• _Task goal_:
Repeat, word for word, the stretch of the cell culture passage below from "Ras protein expression" through "10% FCS (Hyclone).".

• _Passage to read_:
Cells and Cell Cultures.
A rat endometrial cell line (RENT4 cells) was used in the present study. RENT4 cells were obtained from the European Collection of Cell Cultures. RENT4 cells harboring mutant (12V) versions of K-ras4B and mutant (61L) versions of H-Ras were established by transfecting RENT4 cells with pZIP-NeoSV (x)1 retroviral vector constructs containing cDNA sequences encoding K-Ras (12V) or H-Ras (61L) using Lipofectin (Life Technologies, Inc., Rockville, MD). Stably transfected cells were selected and isolated in growth medium containing 400 µg/ml G418 (Geneticin; Life Technologies, Inc.) to establish cell lines expressing each Ras protein. Pooled populations of each cell line were used for the assay.

Ras protein expression was confirmed by immunoprecipitation as described below. pBABE-Hras12V effector domain mutant constructs, pZeo-Kras12V constructs, pBABE-p110 K227E (activated catalytic subunit of PI3K by the amino acid substitution), and pBABE-Raf-CAAX (activated Raf-1 by the addition of the COOH-terminal plasma membrane sequence from Ras) constructs (20) were introduced into RENT4 cells by transfection and each protein was transiently expressed. Cells were then used for apoptosis assay. Parent RENT4 cells and the RENT4-derived cell lines were maintained in DMEM (Nissui, Seika, Japan) supplemented with 20 mg of Gly-His-Lys, 2 mM glutamine, 80 IU insulin (Sigma), and 10% FCS (Hyclone).

• _Input data_:
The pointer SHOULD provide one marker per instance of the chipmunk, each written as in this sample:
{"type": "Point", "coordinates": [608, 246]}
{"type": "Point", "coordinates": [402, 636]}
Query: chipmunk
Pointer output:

• _Task answer_:
Ras protein expression was confirmed by immunoprecipitation as described below. pBABE-Hras12V effector domain mutant constructs, pZeo-Kras12V constructs, pBABE-p110 K227E (activated catalytic subunit of PI3K by the amino acid substitution), and pBABE-Raf-CAAX (activated Raf-1 by the addition of the COOH-terminal plasma membrane sequence from Ras) constructs (20) were introduced into RENT4 cells by transfection and each protein was transiently expressed. Cells were then used for apoptosis assay. Parent RENT4 cells and the RENT4-derived cell lines were maintained in DMEM (Nissui, Seika, Japan) supplemented with 20 mg of Gly-His-Lys, 2 mM glutamine, 80 IU insulin (Sigma), and 10% FCS (Hyclone).